REQUIRED WORK >> Return each line of the listing below that contains the string "champions". The match is case-sensitive.
— Start of STORED DATA —
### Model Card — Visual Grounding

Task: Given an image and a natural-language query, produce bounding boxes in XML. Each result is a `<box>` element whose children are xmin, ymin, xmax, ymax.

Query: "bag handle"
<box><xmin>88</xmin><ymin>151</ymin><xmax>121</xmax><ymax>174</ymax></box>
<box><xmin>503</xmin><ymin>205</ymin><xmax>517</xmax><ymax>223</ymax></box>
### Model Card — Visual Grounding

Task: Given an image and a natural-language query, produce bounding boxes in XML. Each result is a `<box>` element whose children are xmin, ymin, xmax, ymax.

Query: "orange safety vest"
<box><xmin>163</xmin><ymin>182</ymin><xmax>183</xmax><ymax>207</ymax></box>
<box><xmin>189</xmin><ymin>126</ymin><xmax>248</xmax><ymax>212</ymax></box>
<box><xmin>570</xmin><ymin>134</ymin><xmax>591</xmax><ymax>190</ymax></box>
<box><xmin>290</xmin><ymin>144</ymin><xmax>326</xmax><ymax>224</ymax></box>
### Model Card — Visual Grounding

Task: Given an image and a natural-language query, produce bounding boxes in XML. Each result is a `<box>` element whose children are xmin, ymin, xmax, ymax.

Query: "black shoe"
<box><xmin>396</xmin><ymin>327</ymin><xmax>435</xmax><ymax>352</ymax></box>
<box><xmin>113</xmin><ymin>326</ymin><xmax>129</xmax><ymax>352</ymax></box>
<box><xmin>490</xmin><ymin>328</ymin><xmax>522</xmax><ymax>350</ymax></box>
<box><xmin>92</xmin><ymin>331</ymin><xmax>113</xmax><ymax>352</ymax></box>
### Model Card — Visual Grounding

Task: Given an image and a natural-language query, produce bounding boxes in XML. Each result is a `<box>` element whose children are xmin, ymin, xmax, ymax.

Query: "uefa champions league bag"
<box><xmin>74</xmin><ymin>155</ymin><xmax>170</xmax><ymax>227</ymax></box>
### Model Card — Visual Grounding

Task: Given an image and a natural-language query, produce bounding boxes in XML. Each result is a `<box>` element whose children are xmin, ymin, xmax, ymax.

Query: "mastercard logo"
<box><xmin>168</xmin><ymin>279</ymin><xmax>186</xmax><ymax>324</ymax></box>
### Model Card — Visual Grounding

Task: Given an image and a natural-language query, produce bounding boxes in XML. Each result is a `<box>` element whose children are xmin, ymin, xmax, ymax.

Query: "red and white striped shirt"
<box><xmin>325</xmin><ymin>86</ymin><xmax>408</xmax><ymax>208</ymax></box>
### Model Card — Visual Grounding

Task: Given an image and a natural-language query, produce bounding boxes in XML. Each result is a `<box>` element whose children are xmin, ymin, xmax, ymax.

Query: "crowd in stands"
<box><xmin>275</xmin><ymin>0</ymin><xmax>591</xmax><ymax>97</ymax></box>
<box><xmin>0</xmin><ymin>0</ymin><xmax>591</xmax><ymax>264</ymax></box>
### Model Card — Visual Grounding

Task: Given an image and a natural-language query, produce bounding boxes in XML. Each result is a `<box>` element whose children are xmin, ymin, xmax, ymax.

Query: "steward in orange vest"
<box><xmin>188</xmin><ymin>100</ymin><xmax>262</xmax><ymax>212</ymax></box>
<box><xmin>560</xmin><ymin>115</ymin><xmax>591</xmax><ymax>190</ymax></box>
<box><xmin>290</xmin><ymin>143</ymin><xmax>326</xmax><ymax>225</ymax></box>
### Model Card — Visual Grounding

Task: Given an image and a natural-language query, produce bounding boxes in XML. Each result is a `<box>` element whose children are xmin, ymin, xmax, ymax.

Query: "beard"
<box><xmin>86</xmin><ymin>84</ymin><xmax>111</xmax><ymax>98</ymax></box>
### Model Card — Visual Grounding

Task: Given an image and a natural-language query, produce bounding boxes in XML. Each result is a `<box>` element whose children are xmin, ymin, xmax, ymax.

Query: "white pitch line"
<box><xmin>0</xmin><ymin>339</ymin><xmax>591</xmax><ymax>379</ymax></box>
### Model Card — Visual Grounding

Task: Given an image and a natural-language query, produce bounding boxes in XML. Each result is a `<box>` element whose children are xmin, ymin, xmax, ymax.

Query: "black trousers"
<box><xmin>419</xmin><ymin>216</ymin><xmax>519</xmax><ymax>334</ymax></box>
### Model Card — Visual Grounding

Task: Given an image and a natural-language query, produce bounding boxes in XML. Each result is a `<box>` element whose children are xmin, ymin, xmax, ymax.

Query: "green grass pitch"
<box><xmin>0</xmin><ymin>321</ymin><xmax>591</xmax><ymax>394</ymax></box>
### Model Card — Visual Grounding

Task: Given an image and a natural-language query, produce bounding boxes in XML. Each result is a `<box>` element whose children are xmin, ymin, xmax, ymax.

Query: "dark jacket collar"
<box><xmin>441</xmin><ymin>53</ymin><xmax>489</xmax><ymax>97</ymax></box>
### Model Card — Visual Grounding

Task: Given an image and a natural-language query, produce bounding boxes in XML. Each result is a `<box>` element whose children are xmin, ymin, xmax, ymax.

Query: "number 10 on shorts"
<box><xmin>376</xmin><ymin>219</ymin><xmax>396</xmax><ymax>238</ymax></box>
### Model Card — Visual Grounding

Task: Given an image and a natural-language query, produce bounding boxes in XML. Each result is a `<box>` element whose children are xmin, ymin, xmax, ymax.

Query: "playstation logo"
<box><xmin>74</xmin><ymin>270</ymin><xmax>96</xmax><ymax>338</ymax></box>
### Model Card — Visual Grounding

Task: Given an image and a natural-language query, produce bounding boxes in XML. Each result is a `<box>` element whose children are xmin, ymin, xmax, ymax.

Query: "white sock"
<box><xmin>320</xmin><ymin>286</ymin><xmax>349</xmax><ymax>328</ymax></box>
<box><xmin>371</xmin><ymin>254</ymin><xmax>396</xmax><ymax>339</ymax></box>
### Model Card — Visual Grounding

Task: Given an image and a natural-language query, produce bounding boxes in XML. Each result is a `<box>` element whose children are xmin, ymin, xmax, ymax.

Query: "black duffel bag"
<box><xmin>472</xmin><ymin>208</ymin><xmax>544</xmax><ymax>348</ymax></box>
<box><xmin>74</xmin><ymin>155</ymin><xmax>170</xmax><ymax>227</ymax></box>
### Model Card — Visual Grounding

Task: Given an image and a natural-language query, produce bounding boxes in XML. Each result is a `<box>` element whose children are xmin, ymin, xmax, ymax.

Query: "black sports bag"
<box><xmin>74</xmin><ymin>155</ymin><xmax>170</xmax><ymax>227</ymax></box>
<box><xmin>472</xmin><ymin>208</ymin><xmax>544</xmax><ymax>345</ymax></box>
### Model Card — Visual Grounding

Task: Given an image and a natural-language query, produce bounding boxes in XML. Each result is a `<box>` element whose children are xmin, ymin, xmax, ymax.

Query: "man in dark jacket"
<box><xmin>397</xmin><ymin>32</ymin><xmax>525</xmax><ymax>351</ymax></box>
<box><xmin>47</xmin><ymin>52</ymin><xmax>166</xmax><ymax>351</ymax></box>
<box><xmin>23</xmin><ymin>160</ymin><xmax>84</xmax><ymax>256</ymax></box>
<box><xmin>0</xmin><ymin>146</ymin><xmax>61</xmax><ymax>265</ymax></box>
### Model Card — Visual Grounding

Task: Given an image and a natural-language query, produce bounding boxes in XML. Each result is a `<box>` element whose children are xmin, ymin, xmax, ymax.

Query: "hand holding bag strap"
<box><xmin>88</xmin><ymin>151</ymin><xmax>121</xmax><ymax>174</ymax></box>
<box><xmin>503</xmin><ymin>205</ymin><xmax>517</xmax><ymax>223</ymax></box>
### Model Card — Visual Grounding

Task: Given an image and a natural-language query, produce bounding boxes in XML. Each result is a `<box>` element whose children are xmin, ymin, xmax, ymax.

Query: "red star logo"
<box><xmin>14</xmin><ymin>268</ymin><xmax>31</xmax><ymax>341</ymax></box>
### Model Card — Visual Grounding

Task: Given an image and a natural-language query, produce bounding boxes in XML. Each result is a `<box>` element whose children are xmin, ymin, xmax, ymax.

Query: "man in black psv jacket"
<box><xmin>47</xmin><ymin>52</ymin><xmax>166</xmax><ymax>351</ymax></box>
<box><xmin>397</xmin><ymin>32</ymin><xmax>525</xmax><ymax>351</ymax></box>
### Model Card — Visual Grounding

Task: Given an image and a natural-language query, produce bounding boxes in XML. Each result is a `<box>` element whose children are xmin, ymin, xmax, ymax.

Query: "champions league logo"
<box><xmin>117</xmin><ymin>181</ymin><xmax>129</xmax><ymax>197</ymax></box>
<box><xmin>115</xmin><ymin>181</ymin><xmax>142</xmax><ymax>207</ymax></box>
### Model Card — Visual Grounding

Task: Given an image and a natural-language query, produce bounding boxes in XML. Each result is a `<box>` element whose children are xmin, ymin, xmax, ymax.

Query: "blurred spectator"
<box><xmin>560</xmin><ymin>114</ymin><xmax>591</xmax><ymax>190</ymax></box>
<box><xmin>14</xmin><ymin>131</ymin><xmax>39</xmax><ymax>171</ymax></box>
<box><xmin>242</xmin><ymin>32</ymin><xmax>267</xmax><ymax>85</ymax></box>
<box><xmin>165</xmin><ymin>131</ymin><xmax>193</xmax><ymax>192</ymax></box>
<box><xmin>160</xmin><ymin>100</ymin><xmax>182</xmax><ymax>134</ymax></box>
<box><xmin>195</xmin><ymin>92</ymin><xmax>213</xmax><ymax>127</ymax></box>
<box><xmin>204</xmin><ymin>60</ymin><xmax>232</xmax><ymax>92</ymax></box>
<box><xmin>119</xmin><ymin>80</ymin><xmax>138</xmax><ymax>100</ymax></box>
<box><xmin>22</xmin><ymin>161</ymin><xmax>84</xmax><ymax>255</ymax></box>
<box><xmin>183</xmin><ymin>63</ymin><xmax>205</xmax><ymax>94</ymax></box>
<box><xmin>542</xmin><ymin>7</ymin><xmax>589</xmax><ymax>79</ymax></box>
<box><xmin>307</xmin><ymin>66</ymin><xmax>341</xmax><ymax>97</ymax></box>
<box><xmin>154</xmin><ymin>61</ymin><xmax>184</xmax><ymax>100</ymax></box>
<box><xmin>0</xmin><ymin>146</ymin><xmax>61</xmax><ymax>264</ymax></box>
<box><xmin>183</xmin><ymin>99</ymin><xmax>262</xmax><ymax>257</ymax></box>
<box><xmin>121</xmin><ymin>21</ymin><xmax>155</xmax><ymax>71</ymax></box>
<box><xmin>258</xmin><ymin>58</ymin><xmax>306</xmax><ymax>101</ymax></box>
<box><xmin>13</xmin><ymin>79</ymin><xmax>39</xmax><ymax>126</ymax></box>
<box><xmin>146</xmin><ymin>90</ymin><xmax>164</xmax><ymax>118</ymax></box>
— End of STORED DATA —
TASK RESULT >>
Query: "uefa champions league bag"
Query: "champions league logo"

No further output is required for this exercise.